> _Required action_
Only the lines from the first line of the entries through the line with "pixel 2 87." belong in the answer, each restated word for word and without pictures.

> _Extracted information_
===============

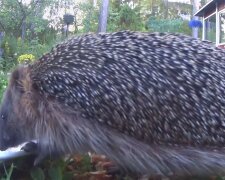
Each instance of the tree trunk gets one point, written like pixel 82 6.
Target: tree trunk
pixel 102 24
pixel 1 39
pixel 195 8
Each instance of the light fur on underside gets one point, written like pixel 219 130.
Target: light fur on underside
pixel 70 133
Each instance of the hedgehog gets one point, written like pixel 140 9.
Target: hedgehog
pixel 153 103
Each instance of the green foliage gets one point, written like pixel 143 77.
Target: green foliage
pixel 25 58
pixel 125 18
pixel 165 25
pixel 90 14
pixel 3 83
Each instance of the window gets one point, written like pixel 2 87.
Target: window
pixel 222 27
pixel 210 28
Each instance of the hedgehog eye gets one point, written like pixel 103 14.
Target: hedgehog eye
pixel 3 117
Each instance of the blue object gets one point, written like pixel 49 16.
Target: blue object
pixel 195 23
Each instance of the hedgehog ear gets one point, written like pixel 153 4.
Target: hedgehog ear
pixel 20 78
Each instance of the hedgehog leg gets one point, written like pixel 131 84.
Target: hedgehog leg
pixel 30 147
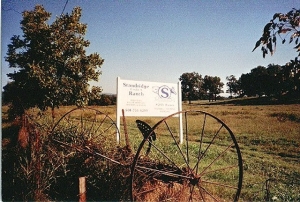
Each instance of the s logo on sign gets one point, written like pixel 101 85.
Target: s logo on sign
pixel 164 91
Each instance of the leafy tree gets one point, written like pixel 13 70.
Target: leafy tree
pixel 191 86
pixel 232 84
pixel 285 26
pixel 213 86
pixel 53 68
pixel 274 80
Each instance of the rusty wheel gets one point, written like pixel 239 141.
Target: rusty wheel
pixel 207 166
pixel 86 138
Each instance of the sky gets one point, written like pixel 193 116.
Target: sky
pixel 159 40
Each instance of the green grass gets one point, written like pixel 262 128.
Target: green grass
pixel 268 136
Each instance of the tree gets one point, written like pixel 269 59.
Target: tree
pixel 212 86
pixel 283 26
pixel 191 86
pixel 232 84
pixel 53 68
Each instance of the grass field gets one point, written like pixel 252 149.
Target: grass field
pixel 268 136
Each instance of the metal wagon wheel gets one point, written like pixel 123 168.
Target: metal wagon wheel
pixel 207 166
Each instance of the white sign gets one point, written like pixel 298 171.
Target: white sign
pixel 143 98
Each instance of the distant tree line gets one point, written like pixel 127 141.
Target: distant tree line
pixel 274 80
pixel 195 87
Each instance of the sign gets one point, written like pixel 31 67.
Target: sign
pixel 151 99
pixel 142 98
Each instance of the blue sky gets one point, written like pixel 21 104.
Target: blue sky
pixel 160 40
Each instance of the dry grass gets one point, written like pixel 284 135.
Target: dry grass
pixel 268 135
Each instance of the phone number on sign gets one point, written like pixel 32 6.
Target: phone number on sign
pixel 136 110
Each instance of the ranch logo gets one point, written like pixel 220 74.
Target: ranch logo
pixel 164 91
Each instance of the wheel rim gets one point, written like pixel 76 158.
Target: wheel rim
pixel 207 166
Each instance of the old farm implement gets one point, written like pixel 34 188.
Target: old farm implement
pixel 149 163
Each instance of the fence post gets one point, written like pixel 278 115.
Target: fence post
pixel 82 189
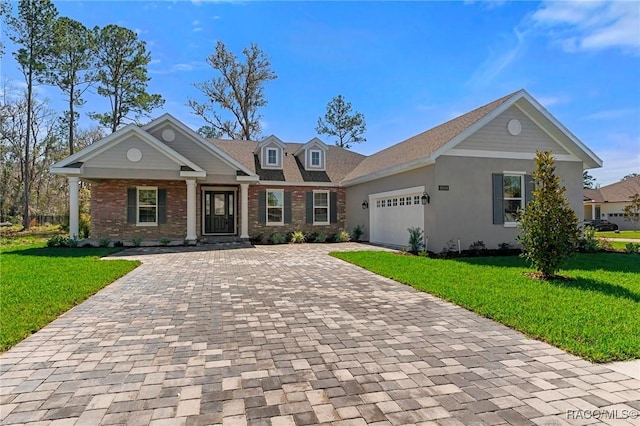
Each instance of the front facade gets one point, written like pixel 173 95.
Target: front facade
pixel 608 202
pixel 461 181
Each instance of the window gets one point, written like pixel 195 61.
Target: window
pixel 275 204
pixel 320 207
pixel 272 156
pixel 315 158
pixel 513 197
pixel 147 209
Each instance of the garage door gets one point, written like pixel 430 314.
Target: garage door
pixel 391 213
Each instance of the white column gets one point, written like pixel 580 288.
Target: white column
pixel 244 210
pixel 191 210
pixel 74 206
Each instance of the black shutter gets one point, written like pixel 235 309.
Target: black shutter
pixel 132 205
pixel 498 199
pixel 309 207
pixel 528 189
pixel 162 206
pixel 262 207
pixel 333 207
pixel 287 206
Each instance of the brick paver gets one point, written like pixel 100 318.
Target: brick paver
pixel 286 335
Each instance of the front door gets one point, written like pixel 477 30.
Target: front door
pixel 219 216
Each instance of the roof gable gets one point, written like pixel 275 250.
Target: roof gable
pixel 111 141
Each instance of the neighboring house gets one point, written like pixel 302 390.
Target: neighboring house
pixel 463 179
pixel 609 202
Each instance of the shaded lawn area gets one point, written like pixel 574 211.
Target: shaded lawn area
pixel 596 315
pixel 621 234
pixel 38 284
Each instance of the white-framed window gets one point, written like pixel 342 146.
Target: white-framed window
pixel 272 156
pixel 513 187
pixel 275 207
pixel 320 207
pixel 315 158
pixel 147 208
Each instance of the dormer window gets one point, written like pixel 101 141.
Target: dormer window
pixel 272 156
pixel 315 158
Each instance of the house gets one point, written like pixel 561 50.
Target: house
pixel 464 179
pixel 609 202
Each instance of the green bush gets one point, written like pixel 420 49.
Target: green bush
pixel 277 238
pixel 550 233
pixel 416 240
pixel 320 237
pixel 588 242
pixel 341 237
pixel 297 237
pixel 357 232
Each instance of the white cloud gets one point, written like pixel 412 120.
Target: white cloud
pixel 591 25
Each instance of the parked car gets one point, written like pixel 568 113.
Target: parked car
pixel 602 225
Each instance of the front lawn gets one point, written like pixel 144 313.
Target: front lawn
pixel 620 234
pixel 596 315
pixel 38 284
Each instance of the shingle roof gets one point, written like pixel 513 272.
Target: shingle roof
pixel 616 192
pixel 424 143
pixel 339 162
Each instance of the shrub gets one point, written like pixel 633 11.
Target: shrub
pixel 320 237
pixel 357 232
pixel 57 241
pixel 342 237
pixel 416 240
pixel 477 247
pixel 277 238
pixel 297 237
pixel 549 225
pixel 588 242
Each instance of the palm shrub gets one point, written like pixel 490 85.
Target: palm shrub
pixel 549 227
pixel 416 240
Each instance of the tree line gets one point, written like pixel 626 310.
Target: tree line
pixel 112 61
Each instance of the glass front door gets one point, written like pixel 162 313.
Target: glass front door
pixel 219 212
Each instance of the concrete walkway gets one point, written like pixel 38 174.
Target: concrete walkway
pixel 286 335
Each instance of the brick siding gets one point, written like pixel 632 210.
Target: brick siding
pixel 109 210
pixel 298 212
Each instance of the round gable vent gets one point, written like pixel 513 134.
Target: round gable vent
pixel 168 135
pixel 134 155
pixel 514 127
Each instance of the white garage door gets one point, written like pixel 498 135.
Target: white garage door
pixel 391 213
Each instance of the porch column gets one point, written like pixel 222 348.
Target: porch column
pixel 244 210
pixel 74 206
pixel 191 210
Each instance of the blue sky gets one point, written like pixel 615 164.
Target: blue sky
pixel 406 66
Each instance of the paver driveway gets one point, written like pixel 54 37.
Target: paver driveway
pixel 287 335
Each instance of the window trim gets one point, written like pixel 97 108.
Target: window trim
pixel 267 207
pixel 311 152
pixel 521 175
pixel 138 205
pixel 267 151
pixel 328 207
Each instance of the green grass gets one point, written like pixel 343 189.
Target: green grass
pixel 621 234
pixel 596 315
pixel 38 284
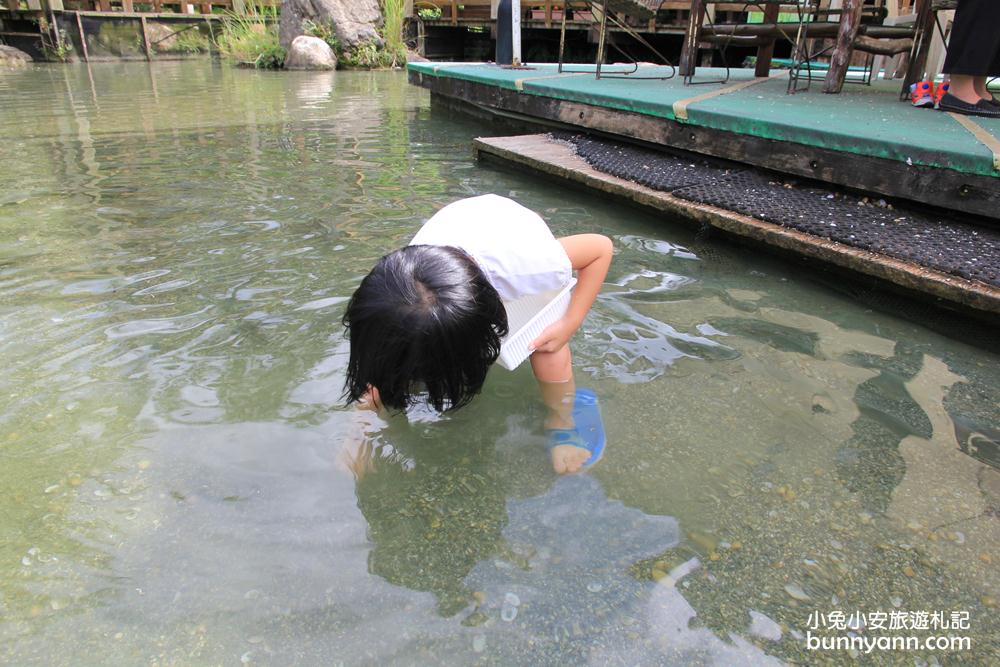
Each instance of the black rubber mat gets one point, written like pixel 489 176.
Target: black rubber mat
pixel 925 239
pixel 659 171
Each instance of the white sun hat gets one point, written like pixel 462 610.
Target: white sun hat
pixel 527 318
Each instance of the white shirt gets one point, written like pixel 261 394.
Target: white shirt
pixel 511 244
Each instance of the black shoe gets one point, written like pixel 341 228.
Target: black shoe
pixel 981 108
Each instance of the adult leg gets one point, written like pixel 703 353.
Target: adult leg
pixel 973 48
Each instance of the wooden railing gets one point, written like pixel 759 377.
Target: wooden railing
pixel 147 6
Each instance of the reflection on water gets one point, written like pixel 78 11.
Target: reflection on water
pixel 181 484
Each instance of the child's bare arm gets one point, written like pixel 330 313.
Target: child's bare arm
pixel 590 255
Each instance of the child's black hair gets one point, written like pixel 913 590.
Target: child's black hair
pixel 424 319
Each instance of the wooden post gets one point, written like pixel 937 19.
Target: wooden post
pixel 83 38
pixel 850 21
pixel 145 39
pixel 602 37
pixel 689 52
pixel 924 32
pixel 766 51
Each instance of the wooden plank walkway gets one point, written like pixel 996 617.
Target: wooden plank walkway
pixel 557 159
pixel 864 138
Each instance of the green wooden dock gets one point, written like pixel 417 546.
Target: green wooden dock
pixel 864 138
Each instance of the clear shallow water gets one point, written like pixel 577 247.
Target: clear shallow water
pixel 176 244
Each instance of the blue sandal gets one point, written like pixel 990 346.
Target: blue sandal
pixel 589 429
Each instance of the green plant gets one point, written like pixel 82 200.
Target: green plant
pixel 272 57
pixel 392 32
pixel 429 13
pixel 251 38
pixel 190 41
pixel 56 48
pixel 366 54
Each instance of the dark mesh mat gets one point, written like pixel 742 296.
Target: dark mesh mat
pixel 659 171
pixel 941 244
pixel 944 245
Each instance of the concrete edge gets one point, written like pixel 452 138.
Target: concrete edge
pixel 555 158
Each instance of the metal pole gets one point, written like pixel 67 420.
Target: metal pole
pixel 600 41
pixel 515 26
pixel 562 35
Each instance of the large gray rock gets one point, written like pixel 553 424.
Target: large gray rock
pixel 310 53
pixel 11 57
pixel 354 21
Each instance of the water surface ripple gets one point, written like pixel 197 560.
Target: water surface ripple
pixel 181 484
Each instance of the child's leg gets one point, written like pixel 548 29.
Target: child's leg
pixel 554 372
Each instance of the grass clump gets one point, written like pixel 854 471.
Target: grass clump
pixel 392 33
pixel 190 41
pixel 250 39
pixel 323 31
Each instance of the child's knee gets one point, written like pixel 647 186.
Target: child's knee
pixel 553 366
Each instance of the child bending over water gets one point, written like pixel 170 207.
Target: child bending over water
pixel 429 318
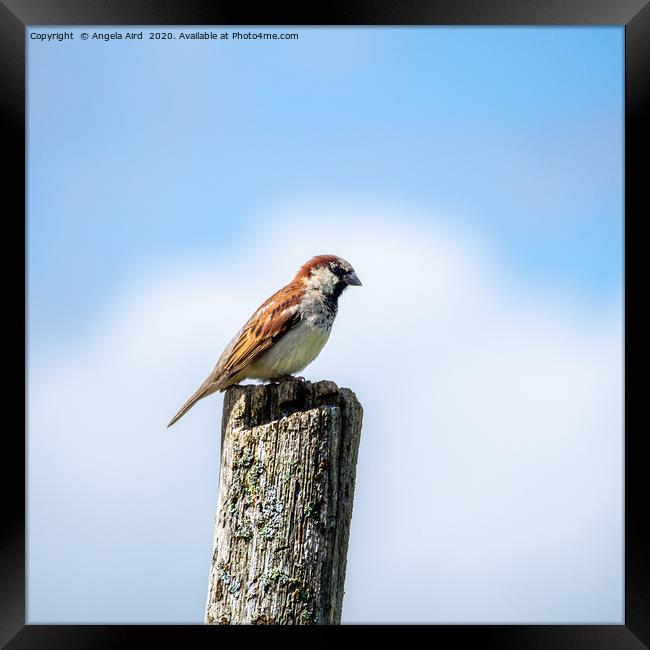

===============

> _Response_
Each instance of the tree trunk gets one point, written like pixel 82 6.
Target: tree trunk
pixel 102 24
pixel 1 39
pixel 195 8
Each instance of the light fur on underside gets one point, written like pixel 219 130.
Target: light fur on underside
pixel 70 133
Each instance of the hedgehog gets one point, written like pixel 140 9.
Target: hedgehog
pixel 153 103
Each instance of the green foliage gets one point, written like pixel 143 77.
Target: green foliage
pixel 25 58
pixel 125 18
pixel 165 25
pixel 90 14
pixel 3 83
Each instance of the window gets one point, written like pixel 2 87.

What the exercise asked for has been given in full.